§ **ЗАДАНИЕ A**:
Приведите каждую строку записей ниже, в которой есть слово «jacket».

§ **ПРИВЕДЁННЫЙ ОТРЫВОК**:

- - -

Дворкин А.Л. - Очерки по истории Вселенской Православной Церкви
В древнем мире любой человек знал, по меньшей мере, четыре вещи об иудеях: что они ни за что не согласятся прямо или косвенно принять участие в каком-либо языческом культе (что казалось антисоциальным), что они ничего не делали в субботу (что казалось неудобным), что они ни за что не будут есть не только идоложертвенное мясо, но и любую свинину (что казалось глупым), и что они обрезывали своих младенцев мужского пола (что казалось отвратительным). Но это были лишь внешние, всем заметные правила. Было еще множество не столь заметных для внешних, но не менее обязательных для иудеев правил и запретов.

- - -

§ **ВХОДНЫЕ ДАННЫЕ**:
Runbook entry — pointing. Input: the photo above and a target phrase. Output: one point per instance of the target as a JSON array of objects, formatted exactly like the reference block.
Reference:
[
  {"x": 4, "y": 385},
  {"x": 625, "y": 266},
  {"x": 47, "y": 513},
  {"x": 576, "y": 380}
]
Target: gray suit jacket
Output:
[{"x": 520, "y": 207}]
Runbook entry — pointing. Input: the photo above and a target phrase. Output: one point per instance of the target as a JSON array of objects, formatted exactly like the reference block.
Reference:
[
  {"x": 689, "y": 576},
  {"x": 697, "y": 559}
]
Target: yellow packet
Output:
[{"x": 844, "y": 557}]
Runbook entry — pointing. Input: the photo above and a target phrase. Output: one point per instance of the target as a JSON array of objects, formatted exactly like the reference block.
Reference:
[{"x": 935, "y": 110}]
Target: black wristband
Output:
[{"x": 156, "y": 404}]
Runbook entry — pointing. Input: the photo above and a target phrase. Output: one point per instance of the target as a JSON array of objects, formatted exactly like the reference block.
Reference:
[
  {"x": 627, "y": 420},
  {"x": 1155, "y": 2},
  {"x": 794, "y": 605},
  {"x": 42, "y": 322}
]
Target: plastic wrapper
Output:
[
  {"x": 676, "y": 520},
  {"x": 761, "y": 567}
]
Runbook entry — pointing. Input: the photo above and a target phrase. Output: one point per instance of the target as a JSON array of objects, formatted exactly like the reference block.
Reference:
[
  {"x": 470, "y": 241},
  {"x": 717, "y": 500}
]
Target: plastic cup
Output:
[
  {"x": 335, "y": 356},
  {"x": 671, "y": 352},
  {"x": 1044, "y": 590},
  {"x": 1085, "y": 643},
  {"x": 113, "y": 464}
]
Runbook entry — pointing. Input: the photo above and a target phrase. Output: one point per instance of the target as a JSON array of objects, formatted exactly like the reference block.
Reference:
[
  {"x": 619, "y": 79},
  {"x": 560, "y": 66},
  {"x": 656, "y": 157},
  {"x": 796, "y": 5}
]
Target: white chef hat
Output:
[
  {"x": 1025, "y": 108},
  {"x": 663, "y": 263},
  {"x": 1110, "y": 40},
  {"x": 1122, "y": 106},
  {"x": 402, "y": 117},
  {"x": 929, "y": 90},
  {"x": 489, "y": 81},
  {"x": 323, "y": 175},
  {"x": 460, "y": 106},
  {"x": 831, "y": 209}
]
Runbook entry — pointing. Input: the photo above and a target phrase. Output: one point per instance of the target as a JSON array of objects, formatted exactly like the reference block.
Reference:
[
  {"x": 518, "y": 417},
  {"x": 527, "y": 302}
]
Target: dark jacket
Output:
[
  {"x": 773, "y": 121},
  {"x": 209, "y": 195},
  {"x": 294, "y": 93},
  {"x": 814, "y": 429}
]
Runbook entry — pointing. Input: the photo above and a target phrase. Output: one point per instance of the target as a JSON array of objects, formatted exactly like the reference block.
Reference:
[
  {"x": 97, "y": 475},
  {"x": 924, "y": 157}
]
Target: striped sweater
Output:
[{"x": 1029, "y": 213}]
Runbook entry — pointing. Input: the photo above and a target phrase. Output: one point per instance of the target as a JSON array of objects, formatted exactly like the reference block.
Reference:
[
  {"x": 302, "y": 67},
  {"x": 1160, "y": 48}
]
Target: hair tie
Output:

- - -

§ **ЗАДАНИЕ B**:
Допишите следующую часть текста об обычаях иудеев в древнем мире, начав сразу после его последнего предложения.

§ **ОТВЕТ НА ЗАДАНИЕ A**:
Target: gray suit jacket
Target: dark jacket

§ **ОТВЕТ НА ЗАДАНИЕ B**:
Если Церковь должна была начать миссию к язычникам, то необходимо было решить принципиальный вопрос: обязательны ли эти запреты для новообращенных христиан из язычников? Консерваторы считали, что бывшие язычники не только должны воздерживаться от пищи, оскверненной близостью к языческим жертвенникам, но также должны и подвергнуться обряду обрезания, как знаку завета, вводящему их в народ Божий. Другие иудео-христиане, убежденные в том, что Евангелие должно быть проповедано всему миру, абсолютно отвергали этот консервативный взгляд. По их мнению, обрезание, вкупе с соблюдением всего остального корпуса закона, данного в Пятикнижии, было обязательным лишь для еврейского народа. Но действия Бога во Христе были направлены на примирение человечества, на то, чтобы разрушить преграды не только между греховным человеком и его Создателем, но и между самими людьми.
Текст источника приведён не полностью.